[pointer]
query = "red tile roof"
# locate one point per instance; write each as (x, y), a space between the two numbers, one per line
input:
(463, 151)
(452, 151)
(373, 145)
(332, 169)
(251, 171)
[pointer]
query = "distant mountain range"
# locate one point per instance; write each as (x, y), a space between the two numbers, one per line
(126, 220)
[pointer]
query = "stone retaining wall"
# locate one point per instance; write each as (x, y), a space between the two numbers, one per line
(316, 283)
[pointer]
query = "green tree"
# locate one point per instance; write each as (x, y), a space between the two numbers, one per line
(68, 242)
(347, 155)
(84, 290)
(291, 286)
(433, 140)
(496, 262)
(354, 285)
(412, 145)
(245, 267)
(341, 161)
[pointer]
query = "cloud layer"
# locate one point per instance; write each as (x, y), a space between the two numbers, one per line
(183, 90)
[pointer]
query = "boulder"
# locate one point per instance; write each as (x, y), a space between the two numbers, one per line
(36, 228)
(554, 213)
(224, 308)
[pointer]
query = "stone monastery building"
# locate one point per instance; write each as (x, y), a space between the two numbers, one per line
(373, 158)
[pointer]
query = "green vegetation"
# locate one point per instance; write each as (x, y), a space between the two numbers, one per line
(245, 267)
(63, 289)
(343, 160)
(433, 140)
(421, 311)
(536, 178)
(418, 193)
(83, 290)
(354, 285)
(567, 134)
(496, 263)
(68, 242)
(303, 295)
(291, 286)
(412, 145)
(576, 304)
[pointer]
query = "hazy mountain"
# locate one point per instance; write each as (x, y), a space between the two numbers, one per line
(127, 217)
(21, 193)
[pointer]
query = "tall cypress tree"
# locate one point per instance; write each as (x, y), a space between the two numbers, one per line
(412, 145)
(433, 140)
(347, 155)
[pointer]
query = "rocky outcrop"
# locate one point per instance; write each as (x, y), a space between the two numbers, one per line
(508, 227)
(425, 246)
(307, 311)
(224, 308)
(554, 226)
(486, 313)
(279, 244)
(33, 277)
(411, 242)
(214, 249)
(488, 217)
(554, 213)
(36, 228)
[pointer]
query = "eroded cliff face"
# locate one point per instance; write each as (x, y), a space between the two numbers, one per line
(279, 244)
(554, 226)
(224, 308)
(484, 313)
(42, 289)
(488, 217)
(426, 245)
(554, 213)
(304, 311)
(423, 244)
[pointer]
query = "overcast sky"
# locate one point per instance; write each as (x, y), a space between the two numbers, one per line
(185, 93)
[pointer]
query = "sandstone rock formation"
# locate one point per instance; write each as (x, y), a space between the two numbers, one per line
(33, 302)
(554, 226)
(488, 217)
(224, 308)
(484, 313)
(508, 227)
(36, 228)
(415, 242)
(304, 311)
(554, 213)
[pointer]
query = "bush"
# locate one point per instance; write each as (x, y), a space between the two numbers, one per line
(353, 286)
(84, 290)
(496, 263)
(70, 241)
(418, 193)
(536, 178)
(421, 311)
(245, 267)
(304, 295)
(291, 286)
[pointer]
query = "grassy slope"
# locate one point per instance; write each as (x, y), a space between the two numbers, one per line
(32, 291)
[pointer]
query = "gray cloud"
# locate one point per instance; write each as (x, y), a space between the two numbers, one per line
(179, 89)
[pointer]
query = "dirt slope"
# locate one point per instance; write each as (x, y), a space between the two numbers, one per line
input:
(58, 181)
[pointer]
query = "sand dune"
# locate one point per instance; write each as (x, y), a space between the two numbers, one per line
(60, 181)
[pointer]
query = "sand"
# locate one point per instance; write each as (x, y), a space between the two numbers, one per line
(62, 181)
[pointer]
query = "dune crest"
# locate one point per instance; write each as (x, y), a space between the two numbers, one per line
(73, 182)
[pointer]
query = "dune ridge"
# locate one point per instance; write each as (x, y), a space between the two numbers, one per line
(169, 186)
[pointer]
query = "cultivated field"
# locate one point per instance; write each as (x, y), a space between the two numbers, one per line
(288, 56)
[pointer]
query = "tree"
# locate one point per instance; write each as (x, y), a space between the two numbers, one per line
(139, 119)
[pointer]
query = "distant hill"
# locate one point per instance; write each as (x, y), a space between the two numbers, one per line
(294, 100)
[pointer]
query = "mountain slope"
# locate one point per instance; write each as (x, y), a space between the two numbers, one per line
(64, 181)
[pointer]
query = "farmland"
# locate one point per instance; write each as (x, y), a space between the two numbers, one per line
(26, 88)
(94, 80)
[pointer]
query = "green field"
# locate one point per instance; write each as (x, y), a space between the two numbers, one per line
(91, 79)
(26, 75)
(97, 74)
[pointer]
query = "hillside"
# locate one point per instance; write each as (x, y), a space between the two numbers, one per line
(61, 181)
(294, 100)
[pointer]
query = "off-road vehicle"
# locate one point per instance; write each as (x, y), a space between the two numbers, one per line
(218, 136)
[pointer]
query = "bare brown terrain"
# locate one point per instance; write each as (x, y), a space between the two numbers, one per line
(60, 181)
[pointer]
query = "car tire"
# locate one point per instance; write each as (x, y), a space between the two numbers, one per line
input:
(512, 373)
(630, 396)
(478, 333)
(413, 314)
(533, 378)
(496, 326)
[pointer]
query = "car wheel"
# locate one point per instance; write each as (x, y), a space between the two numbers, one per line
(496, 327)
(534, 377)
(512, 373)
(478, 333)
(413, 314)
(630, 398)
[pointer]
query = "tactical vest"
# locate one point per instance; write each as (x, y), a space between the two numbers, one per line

● ● ● ●

__TASK DETAILS__.
Each line of the material above needs to be quoted exactly, please.

__SOLUTION TO THE EXERCISE__.
[pointer]
query = "red tile roof"
# locate one point per instance; write each as (x, y), a space between the two numbers, one per line
input:
(463, 151)
(452, 151)
(373, 145)
(332, 169)
(251, 171)
[pointer]
query = "distant mountain range"
# locate one point per instance; write each as (x, y), a space between the two numbers, one per line
(126, 220)
[pointer]
query = "stone retaining wall"
# locate one point per instance; write each as (x, y), a space between the two numbers, one per line
(316, 283)
[pointer]
query = "green tree"
# locate one point per instance; write each as (x, y), a space between the two numbers, one per line
(68, 242)
(347, 155)
(84, 290)
(291, 286)
(433, 140)
(496, 262)
(354, 285)
(412, 145)
(245, 267)
(341, 161)
[pointer]
query = "cloud layer"
# locate one point per instance; write each as (x, y), a space between the two numbers, one per line
(183, 90)
[pointer]
query = "boulder"
# locate one point per instance; write each as (x, y), a space between the two numbers, one per line
(36, 228)
(554, 213)
(224, 308)
[pointer]
query = "stone monastery building"
# locate one point per instance; write each as (x, y), a space between the two numbers, one per line
(373, 158)
[pointer]
query = "green vegetation"
# locate one point per instance; write each as (x, y), a space between the two numbers, one per line
(245, 267)
(63, 289)
(343, 160)
(433, 140)
(421, 311)
(536, 178)
(418, 193)
(83, 290)
(354, 285)
(567, 134)
(496, 263)
(68, 242)
(303, 295)
(291, 286)
(412, 145)
(576, 304)
[pointer]
query = "hazy mountain"
# locate one point per instance; write each as (x, y), a space between the two numbers, one per line
(127, 217)
(21, 193)
[pointer]
query = "tall cypress tree"
# locate one point per instance; write each as (x, y), a space between the two numbers, one per line
(412, 145)
(433, 140)
(347, 155)
[pointer]
query = "rocky outcrop"
# locate one point per instance; write each as (x, y), a space between the two numbers, one per line
(508, 227)
(425, 246)
(307, 311)
(224, 308)
(554, 226)
(486, 313)
(279, 244)
(33, 277)
(411, 242)
(214, 249)
(488, 217)
(554, 213)
(36, 228)
[pointer]
query = "eroded cliff face"
# locate one point per instance; write each as (x, y), a space between the two numbers, one per line
(279, 244)
(554, 226)
(224, 308)
(484, 313)
(42, 289)
(488, 217)
(426, 245)
(554, 213)
(304, 311)
(423, 244)
[pointer]
query = "overcast sky"
# locate one point per instance; write each as (x, y), a space between the two numbers, one per line
(185, 93)
[pointer]
query = "sandstone rock formation"
# locate one point per instance; write each as (x, y), a space between the two numbers, one per line
(33, 302)
(554, 226)
(488, 217)
(224, 308)
(484, 313)
(508, 227)
(36, 228)
(415, 242)
(304, 311)
(554, 213)
[pointer]
query = "bush"
# locate one point per instance; write each as (x, y), a space between the two numbers, one per line
(353, 286)
(84, 290)
(496, 263)
(70, 241)
(418, 193)
(536, 178)
(421, 311)
(245, 267)
(304, 295)
(291, 286)
[pointer]
query = "grassy slope"
# locate one point per instance; write each as (x, y), a space between the two numbers, one per line
(32, 291)
[pointer]
query = "gray cloud"
# locate one point per instance; write each as (x, y), a space between the two numbers, one per line
(179, 89)
[pointer]
query = "dirt slope"
# locate one point per instance; write each as (x, y), a space between the two numbers, one per line
input:
(58, 181)
[pointer]
query = "sand dune"
# locate one point per instance; write each as (x, y), a space between the two numbers, one per line
(60, 181)
[pointer]
query = "sand"
# locate one point per instance; write each as (x, y), a space between the two numbers, one per line
(62, 181)
[pointer]
query = "dune crest"
# locate one point per instance; write each as (x, y), a space between the two numbers, one per line
(73, 182)
[pointer]
query = "dune ridge"
# locate one point per instance; write each as (x, y), a space between the two numbers, one per line
(169, 186)
[pointer]
query = "cultivated field"
# locate one point per instance; write each as (x, y), a space between the two numbers, one per line
(288, 56)
[pointer]
query = "tree"
# locate one point per instance; write each as (x, y), a space between the two numbers, one per line
(139, 119)
[pointer]
query = "distant hill"
# locate one point per instance; write each as (x, y), a space between the two numbers, one per line
(294, 100)
[pointer]
query = "mountain slope"
# locate one point per instance; write each as (x, y), a space between the two numbers, one per line
(64, 181)
[pointer]
query = "farmland"
# locate one point per instance; write each as (x, y), a space between the two numbers, one per line
(26, 88)
(94, 80)
[pointer]
query = "green field"
# locate one point per instance; write each as (x, y), a space between the two numbers, one per line
(91, 79)
(26, 75)
(97, 74)
[pointer]
query = "hillside"
# locate one point per instance; write each as (x, y), a space between the two numbers, one per line
(61, 181)
(294, 100)
[pointer]
query = "off-road vehicle"
# locate one point per instance; write each as (x, y), a space between the two numbers, one per line
(218, 136)
[pointer]
query = "bare brown terrain"
# locate one point per instance; write each as (x, y), a space between the two numbers, one per line
(60, 181)
[pointer]
query = "car tire"
# locate one point per instance; write each as (x, y), a space between the two numbers, one per line
input:
(512, 373)
(630, 396)
(478, 333)
(413, 314)
(533, 378)
(496, 326)
[pointer]
query = "car wheel"
# locate one point per instance; write each as (x, y), a space between the two numbers, one per line
(496, 327)
(534, 377)
(512, 373)
(478, 333)
(413, 314)
(630, 398)
[pointer]
query = "tactical vest"
# locate one point per instance; write each as (x, y), a space between the two numbers, one per line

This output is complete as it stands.